--- Start of SUPPLIED RECORDS ---
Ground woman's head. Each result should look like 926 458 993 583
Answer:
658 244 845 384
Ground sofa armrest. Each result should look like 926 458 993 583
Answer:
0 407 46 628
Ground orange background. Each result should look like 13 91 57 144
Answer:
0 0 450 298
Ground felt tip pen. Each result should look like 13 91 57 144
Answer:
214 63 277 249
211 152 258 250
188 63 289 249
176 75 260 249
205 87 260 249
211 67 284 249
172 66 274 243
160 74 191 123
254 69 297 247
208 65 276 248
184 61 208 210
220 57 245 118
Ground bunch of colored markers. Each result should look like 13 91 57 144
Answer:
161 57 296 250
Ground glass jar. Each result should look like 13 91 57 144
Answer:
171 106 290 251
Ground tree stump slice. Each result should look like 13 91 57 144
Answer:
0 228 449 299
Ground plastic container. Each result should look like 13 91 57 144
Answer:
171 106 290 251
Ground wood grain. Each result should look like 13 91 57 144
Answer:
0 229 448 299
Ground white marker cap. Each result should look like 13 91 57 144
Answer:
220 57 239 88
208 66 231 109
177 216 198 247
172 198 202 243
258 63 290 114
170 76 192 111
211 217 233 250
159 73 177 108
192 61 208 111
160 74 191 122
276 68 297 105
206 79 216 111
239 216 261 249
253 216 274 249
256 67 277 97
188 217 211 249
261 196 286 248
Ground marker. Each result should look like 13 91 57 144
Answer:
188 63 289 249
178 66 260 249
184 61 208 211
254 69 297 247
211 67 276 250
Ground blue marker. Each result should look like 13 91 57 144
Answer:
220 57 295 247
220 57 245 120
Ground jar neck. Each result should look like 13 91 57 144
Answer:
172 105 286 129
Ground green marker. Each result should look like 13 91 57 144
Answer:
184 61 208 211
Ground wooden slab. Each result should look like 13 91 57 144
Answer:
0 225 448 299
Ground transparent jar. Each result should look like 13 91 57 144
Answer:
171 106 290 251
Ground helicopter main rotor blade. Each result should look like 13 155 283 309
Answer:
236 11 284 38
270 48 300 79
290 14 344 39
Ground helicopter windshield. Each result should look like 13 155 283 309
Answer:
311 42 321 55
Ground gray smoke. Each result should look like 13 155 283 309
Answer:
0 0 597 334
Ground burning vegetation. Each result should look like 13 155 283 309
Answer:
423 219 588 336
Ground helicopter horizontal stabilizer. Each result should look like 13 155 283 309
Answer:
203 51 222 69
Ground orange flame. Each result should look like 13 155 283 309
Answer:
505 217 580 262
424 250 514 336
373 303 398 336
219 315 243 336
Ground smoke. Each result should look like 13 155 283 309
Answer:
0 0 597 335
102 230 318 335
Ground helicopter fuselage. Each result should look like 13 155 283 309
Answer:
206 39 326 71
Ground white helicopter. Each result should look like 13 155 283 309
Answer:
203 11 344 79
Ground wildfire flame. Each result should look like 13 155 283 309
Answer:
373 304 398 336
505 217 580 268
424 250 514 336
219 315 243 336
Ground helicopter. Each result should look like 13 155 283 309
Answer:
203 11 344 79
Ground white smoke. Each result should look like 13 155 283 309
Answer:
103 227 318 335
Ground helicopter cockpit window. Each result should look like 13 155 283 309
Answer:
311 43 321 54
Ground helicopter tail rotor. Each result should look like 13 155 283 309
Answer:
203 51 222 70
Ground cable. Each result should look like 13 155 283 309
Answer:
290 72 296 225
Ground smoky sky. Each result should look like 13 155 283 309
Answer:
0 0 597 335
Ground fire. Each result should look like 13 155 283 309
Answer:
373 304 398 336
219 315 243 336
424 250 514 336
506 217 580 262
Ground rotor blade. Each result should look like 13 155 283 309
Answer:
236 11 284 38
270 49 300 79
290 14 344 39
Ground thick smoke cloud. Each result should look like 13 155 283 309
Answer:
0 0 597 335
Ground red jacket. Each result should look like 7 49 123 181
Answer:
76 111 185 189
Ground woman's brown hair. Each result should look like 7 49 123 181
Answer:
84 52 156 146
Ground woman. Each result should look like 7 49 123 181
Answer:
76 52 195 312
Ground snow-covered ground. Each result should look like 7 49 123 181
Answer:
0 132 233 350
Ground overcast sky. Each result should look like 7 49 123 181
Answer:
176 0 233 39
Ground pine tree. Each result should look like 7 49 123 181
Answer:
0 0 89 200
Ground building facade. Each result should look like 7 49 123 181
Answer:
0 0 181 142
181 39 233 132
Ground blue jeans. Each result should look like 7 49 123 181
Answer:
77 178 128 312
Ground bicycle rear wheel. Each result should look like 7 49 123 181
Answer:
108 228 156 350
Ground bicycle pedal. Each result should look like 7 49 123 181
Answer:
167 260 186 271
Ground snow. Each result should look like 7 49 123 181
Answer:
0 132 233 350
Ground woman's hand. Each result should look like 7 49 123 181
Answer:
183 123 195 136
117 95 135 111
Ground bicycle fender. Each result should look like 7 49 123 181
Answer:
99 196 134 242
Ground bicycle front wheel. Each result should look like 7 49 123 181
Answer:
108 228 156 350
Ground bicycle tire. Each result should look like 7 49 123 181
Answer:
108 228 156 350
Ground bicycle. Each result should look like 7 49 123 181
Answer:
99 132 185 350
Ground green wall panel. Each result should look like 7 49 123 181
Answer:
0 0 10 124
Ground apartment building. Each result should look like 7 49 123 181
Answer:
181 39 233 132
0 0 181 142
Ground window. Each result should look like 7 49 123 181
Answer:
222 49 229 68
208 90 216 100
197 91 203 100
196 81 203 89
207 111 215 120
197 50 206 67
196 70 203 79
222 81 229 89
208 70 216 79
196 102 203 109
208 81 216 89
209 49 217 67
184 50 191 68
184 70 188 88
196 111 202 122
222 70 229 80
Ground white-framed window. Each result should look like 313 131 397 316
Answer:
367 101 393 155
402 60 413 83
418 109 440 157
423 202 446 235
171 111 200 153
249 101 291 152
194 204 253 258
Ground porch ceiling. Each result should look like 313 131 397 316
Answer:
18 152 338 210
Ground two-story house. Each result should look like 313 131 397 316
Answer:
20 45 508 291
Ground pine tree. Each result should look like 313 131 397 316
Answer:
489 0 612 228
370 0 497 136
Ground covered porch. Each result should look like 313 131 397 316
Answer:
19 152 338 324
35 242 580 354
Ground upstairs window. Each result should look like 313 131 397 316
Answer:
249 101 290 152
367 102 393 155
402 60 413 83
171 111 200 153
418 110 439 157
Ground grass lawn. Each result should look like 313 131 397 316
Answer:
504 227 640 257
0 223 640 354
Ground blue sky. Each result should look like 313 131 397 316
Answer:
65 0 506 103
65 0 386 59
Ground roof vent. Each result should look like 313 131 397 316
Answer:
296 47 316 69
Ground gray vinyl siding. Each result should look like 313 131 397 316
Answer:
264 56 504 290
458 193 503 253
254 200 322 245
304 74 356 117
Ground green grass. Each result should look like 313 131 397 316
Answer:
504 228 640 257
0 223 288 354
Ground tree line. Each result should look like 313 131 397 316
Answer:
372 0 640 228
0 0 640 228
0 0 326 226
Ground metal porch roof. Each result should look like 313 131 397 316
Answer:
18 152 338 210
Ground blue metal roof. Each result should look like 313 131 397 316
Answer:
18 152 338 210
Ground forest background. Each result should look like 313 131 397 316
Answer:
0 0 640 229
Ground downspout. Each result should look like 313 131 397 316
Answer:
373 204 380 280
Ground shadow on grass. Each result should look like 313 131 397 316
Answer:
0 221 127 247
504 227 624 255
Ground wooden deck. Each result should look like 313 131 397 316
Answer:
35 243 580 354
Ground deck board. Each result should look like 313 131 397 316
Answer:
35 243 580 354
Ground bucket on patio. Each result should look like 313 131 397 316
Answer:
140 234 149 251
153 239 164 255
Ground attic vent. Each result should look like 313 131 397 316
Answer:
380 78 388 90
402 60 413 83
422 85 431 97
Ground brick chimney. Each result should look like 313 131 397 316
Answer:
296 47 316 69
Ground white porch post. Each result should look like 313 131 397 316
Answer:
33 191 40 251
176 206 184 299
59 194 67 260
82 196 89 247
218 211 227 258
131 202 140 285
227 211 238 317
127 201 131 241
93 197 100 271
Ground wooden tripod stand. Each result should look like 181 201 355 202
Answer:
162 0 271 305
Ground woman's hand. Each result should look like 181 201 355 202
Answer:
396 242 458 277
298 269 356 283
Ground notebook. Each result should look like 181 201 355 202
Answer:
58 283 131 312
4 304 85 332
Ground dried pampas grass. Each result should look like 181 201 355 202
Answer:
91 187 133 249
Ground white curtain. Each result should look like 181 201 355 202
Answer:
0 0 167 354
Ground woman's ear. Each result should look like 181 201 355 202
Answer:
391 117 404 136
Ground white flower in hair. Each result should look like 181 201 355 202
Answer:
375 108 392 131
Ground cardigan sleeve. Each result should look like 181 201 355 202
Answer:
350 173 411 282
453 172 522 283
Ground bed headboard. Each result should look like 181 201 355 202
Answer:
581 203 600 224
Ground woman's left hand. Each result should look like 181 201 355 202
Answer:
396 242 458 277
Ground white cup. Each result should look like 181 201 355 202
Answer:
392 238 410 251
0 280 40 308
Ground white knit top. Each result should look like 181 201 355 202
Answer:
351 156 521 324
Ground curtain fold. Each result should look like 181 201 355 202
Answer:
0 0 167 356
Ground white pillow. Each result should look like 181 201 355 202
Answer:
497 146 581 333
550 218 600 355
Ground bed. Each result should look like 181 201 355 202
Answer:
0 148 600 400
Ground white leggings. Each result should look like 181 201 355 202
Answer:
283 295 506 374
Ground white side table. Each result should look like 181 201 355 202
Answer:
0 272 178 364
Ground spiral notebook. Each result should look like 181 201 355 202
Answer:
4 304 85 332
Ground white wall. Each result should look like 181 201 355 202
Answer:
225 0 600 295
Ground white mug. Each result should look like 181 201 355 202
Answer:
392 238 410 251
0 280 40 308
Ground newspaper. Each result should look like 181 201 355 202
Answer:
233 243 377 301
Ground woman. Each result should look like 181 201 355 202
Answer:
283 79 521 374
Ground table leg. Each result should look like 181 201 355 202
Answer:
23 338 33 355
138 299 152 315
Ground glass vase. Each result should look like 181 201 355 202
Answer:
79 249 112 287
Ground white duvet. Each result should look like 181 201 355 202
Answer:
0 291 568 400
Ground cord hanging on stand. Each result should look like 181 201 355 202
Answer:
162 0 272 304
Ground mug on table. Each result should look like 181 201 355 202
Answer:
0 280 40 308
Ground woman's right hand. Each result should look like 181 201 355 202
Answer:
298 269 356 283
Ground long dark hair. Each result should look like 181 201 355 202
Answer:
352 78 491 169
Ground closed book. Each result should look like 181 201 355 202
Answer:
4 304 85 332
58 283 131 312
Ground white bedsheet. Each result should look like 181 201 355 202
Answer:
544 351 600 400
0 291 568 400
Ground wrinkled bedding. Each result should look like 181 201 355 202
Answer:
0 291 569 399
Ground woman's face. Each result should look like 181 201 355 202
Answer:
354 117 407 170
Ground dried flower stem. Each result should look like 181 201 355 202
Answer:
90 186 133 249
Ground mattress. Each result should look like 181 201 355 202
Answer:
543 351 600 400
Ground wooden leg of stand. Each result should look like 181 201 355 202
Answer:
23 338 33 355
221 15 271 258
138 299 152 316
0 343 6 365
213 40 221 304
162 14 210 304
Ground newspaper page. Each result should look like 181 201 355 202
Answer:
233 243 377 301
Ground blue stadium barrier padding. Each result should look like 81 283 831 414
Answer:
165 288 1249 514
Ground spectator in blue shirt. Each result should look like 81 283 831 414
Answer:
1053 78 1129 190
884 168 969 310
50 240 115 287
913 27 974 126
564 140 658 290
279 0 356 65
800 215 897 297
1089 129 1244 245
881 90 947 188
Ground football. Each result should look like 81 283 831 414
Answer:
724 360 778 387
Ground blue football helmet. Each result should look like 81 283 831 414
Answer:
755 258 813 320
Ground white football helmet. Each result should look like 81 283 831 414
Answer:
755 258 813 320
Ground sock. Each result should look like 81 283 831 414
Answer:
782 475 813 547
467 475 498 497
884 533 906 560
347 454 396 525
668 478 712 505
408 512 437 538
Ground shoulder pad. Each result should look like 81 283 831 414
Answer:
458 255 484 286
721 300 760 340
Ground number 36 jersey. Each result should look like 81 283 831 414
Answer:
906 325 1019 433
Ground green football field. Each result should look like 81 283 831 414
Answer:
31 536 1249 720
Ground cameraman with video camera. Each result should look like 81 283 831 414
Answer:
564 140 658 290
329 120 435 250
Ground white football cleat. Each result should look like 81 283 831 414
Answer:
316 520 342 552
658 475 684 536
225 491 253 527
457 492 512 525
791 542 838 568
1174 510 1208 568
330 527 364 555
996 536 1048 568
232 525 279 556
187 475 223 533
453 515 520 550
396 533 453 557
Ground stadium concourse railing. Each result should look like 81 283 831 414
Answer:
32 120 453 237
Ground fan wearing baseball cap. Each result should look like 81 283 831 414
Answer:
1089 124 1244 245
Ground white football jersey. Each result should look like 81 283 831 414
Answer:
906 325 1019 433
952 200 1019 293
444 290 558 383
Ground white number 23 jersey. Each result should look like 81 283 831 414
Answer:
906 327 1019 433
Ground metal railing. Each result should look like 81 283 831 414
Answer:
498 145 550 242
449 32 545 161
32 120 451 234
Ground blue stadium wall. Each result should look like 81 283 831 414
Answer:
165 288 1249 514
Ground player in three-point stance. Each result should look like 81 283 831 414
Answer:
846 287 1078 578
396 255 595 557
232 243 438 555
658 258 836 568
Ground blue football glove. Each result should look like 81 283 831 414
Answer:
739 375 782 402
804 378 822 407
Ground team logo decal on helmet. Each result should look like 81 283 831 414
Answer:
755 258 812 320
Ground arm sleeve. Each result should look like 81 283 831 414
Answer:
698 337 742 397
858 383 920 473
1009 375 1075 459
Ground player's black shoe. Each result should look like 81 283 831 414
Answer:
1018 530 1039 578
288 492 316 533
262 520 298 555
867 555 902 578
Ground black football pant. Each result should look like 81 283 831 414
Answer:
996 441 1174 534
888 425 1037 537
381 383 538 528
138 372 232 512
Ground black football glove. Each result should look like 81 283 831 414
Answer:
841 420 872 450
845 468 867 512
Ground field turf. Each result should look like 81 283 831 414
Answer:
--- End of SUPPLIED RECORDS ---
GOAL OF THE EXERCISE: Beginning with the line that contains "Ground blue football glove.", repeat every line through the end of the records and nothing more.

OUTPUT BELOW:
Ground blue football glove. Each result should look like 81 283 831 414
Answer:
739 375 782 402
804 378 822 407
Ground team logo decal on helmet. Each result should look like 81 283 831 414
Answer:
755 258 812 320
Ground arm sleeve. Each result should look like 81 283 831 414
Answer:
698 337 742 397
858 383 920 473
1009 375 1075 459
Ground player's black shoe. Each result should look like 81 283 831 414
Answer:
1018 530 1039 578
288 492 316 533
262 520 298 555
867 555 902 578
Ground black football pant. Each result should look like 81 283 831 414
Answer:
996 441 1174 534
888 425 1037 537
381 383 538 528
138 372 232 512
Ground black football glove. Each result should look like 81 283 831 414
Answer:
841 420 872 450
845 468 867 512
Ground field turf. Each result should look like 81 283 831 414
Answer:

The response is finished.